**THE PROBLEM:** Output exactly the lines between the one holding "Target: transparent wing" and the last line of the data below, both of those lines included.
:: DATA SHOWN
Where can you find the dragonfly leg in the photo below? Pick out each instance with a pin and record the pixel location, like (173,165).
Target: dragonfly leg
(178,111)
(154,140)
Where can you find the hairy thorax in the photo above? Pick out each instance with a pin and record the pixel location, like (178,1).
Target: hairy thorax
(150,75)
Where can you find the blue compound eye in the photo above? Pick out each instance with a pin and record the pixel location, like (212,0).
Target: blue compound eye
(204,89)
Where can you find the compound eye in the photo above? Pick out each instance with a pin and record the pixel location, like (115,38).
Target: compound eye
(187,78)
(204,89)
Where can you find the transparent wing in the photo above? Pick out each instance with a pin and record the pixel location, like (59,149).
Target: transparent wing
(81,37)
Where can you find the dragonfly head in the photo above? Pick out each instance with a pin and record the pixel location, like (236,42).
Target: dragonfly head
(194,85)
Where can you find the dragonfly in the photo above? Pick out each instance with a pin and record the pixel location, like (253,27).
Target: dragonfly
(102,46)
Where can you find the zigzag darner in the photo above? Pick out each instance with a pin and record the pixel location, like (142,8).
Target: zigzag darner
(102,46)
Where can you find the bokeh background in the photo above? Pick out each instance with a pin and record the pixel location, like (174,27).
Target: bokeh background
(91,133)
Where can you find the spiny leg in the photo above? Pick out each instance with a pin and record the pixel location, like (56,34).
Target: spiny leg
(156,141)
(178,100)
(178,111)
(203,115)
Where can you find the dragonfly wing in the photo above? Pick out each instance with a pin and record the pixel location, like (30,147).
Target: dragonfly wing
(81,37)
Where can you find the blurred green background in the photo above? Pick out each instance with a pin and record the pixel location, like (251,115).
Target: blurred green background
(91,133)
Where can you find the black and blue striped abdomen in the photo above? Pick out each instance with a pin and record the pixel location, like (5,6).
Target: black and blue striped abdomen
::::
**OUTPUT FOR THIS EXERCISE:**
Target: transparent wing
(81,37)
Where can you find the dragonfly head in the photo above? Pick out each instance with a pin and record the pixel location, like (236,42).
Target: dragonfly head
(194,85)
Where can you find the dragonfly in the photo above? Pick out each instance with a pin and record the pixel location, like (253,27).
Target: dragonfly
(102,46)
Where can you find the zigzag darner in the photo above? Pick out each instance with a pin and record the pixel location, like (142,8).
Target: zigzag darner
(102,46)
Where can you find the bokeh background in the photo above? Pick out each instance with a pin and record the pixel location, like (174,27).
Target: bokeh background
(91,133)
Where can you find the spiny leg in the photo above? Pick out each instance with a pin and record the pixel location, like (56,34).
Target: spiny leg
(156,141)
(178,100)
(178,111)
(203,115)
Where can you find the dragonfly wing in the photo above? Pick out each instance with a pin and record the pixel location, like (30,147).
Target: dragonfly wing
(81,37)
Where can you find the blurred green background in the photo above? Pick out each instance with a pin and record the pixel location, like (251,115).
Target: blurred green background
(91,133)
Where can you find the black and blue striped abdomen in the photo above? Pick out each instance with a pin and record the pixel location, like (5,6).
Target: black and blue striped abdomen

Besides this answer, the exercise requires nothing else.